### Text for analysis
Inspire2Live focuses on the entire global patient journey from prevention to palliative care. We do so
- Prevention: Adopting a healthy lifestyle can prevent 50% of cancer cases.
- Early detection: Detecting cancer early means higher survival rates. Cancers are often diagnosed late stage, especially in low to middle-income countries, and this can mean a death penalty.
- Access to medicines: Making affordable treatments available for patients globally.
- Palliative care: Ensuring that patients have a good quality of life during the time they have left.
Getting cancer under control demands attention to all four pillars: prevention, early detection, access to medicines, and palliative care. Even the most robust early detection programmes will fail if patients delay seeking care until late stages. Similarly, preventive measures like vaccination campaigns require public awareness to achieve widespread adoption. The question is: which must come first?
Palliative care from a human perspective
Our ambassador, Professor Khama Rogo from Kenya offered a surprising yet thought-provoking answer: ‘Palliative care!’ Millions of people arrive worldwide at hospitals with advanced (stage 3 or 4) cancer. While patients in high-income countries may access medicines that extend life by one to two years, those in underserved countries have far fewer options. For most of these patients, palliative care is often the only thing left.
Professor Rogo also emphasized palliative care for another reason. From a human perspective, everyone deserves to die with dignity and providing patients with palliative care shows why prevention and early detection are so important. When citizens and governments witness the human cost of late-stage cancer, they better understand the critical need to change both personal behaviours and public health policies.
This perspective was eye-opening: by providing dignified end-of-life care to the most vulnerable, the urgent need for prevention and early detection becomes obvious. You have to be present with these people to truly understand – something I had missed, living in a privileged country with excellent healthcare.
Inspire2Live Palliative Care Working Group
In the Inspire2Live Palliative Care Working Group, we are dedicated to identifying and addressing the most pressing needs of cancer patients for whom no cure is possible. One of our current projects is a trial with lidocaine to take away the pain of cancer patients. Lidocaine is affordable, well-known, safe and globally available. It improves patients’ quality of life during the time they have left. We know it works but we want to prove it scientifically in a trial in Kenya.

### Source data
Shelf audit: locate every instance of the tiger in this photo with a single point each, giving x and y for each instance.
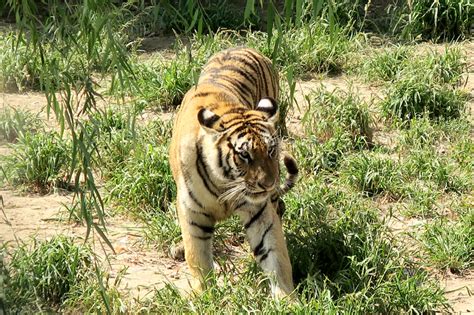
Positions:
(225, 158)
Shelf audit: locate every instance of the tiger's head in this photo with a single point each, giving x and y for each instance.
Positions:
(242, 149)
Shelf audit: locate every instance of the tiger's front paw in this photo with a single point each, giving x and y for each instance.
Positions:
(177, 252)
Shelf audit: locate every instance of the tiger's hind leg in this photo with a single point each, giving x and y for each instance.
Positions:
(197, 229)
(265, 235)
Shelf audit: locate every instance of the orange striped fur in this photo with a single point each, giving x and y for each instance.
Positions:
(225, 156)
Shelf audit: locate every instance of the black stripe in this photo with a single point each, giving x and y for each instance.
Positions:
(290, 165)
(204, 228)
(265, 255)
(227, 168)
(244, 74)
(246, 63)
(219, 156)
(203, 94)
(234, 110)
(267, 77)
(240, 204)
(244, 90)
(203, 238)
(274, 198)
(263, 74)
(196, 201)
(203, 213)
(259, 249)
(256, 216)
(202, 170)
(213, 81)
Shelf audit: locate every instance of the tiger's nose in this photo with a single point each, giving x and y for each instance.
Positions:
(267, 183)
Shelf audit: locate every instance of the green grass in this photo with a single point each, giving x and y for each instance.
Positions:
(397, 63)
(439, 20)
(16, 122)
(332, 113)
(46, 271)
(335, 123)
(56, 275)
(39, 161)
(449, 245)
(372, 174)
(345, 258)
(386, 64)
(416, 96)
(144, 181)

### Prompt 1
According to the passage on Inspire2Live, what are the four pillars that getting cancer under control demands attention to?
### Prompt 2
In the passage on Inspire2Live, where does the working group want to run its lidocaine trial?
The material was drawn from a separate source and has no connection to the passage on Inspire2Live.

### Response area 1
Prevention, early detection, access to medicines, and palliative care.

### Response area 2
In Kenya.